■ OBJECTIFS
(a) Dans le passage sur l'enrichissement illicite, à qui incombe la charge de la preuve ?
(b) Poursuivez le passage sur l'enrichissement illicite à partir de sa dernière phrase.

■ EXTRAIT
──────────────────────────────

Aussi le procureur spécial a-t-il l’obligation au cas où la réalité du délit d’enrichissement illicite serait  établie, de se livrer à un examen, non seulement du contexte dans lequel l’acte délictuel a été commis mais aussi de la nature de l’acte lui-même, pour vérifier s’il s’inscrit dans le cadre de « l’exercice des fonctions du ministre ».


La vérité est que dans le cas du délit d’enrichissement illicite, la charge de la preuve incombe au prévenu, et par conséquent, il lui appartient de prouver que les faits incriminés ont bien eu lieu «  dans l’exercice des fonctions  de ministre », étant entendu que les fonctions de ministre ont été expressément définies par le législateur.


En effet, la Constitution du 7 Janvier 2001 qui a été adoptée par référendum, laisse apparaître en ses articles 42alinéa 5, 49 alinéa 2, 52 alinéa


2-3, que le Président de la République détermine la politique de la Nation ; tandis que les ministres dont il fixe les attributions, ont pour fonction de conduire et de coordonner ladite politique.

──────────────────────────────

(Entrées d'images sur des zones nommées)
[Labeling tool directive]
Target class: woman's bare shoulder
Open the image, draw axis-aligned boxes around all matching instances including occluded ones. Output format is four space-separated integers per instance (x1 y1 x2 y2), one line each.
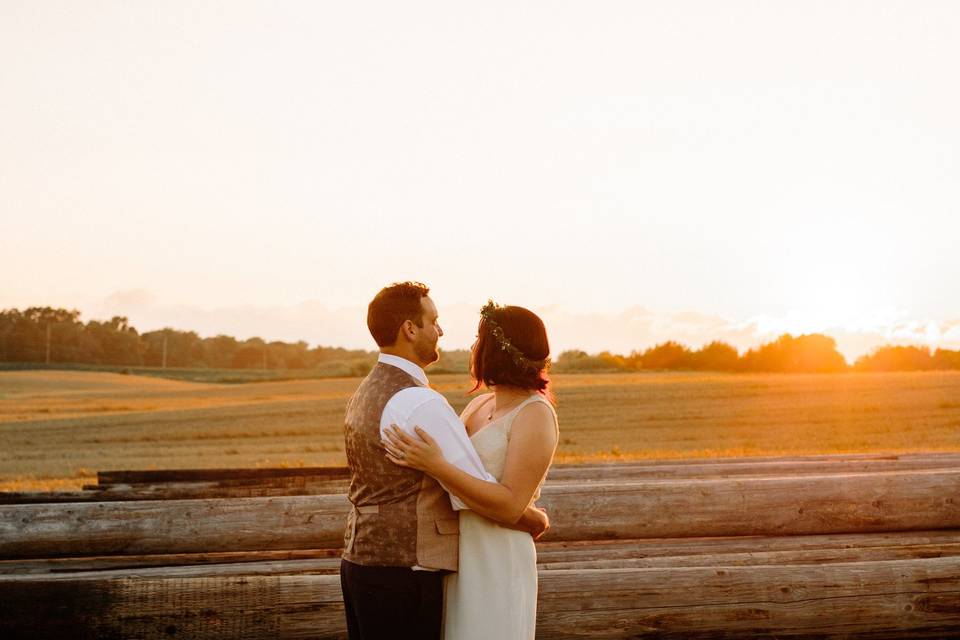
460 392 493 420
511 402 557 440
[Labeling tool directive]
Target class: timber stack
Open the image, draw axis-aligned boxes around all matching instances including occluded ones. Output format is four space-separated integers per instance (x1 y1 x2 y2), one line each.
0 453 960 639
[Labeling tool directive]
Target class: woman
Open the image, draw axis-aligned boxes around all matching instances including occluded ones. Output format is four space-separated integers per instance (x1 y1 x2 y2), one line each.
385 301 558 640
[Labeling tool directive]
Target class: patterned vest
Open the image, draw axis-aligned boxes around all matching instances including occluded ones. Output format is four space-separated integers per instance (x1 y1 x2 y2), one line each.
343 363 460 571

──────────────────────────────

■ RÉPONSES DE L'EXERCICE
(a) La charge de la preuve incombe au prévenu.

(b)
Par conséquent, les « actes accomplis dans l’exercice des fonctions » dont parle l’article 101 alinéa 2 doivent être identifiés sous l’éclairage des dispositions citées ci- dessus. Le système d’incrimination en droit pénal doit demeurer un système objectif dominé par le principe de légalité, à défaut de quoi il n’y aurait plus de borne à l’arbitraire. En tout cas, c’est la seule façon de procéder qui répond aux exigences des articles 4 du code pénal, 9 de la Constitution et 7 de la Charte Africaine de Droits de l’Homme.


Dès lors, rien n’empêche d’emprunter la précision qui a été faite à ce sujet et selon laquelle « les infractions commises par les ministres dans l’exercice de leurs fonctions sont celles qui ont un rapport direct avec la conduite des affaires de l’Etat, à l’exclusion des actes commis à l’occasion de l’exercice des fonctions ministérielles » (crime 6 Février 1997, B.C n° 48 ; crime 26 Juin 1995, B.C n°235 ; crime 16 Février 2000, B.C n° 72).


Dans le cas qui nous préoccupe, la ratio légis, c'est-à-dire la volonté déclarée du législateur est en conformité avec l’esprit de la loi. Et, pour s’en convaincre, il suffit d’examiner tant soit peu «  l’exposé des motifs » de la loi sur l’enrichissement illicite, pour constater que le législateur a été déterminé par la volonté «  de faire rechercher et de faire poursuivre avec sévérité, ceux qui ont pu abuser de leur qualité et de leurs fonctions, pour s’enrichir rapidement, en commettant sous des formes diverses, des actes illicites préjudiciables à l’économie nationale ».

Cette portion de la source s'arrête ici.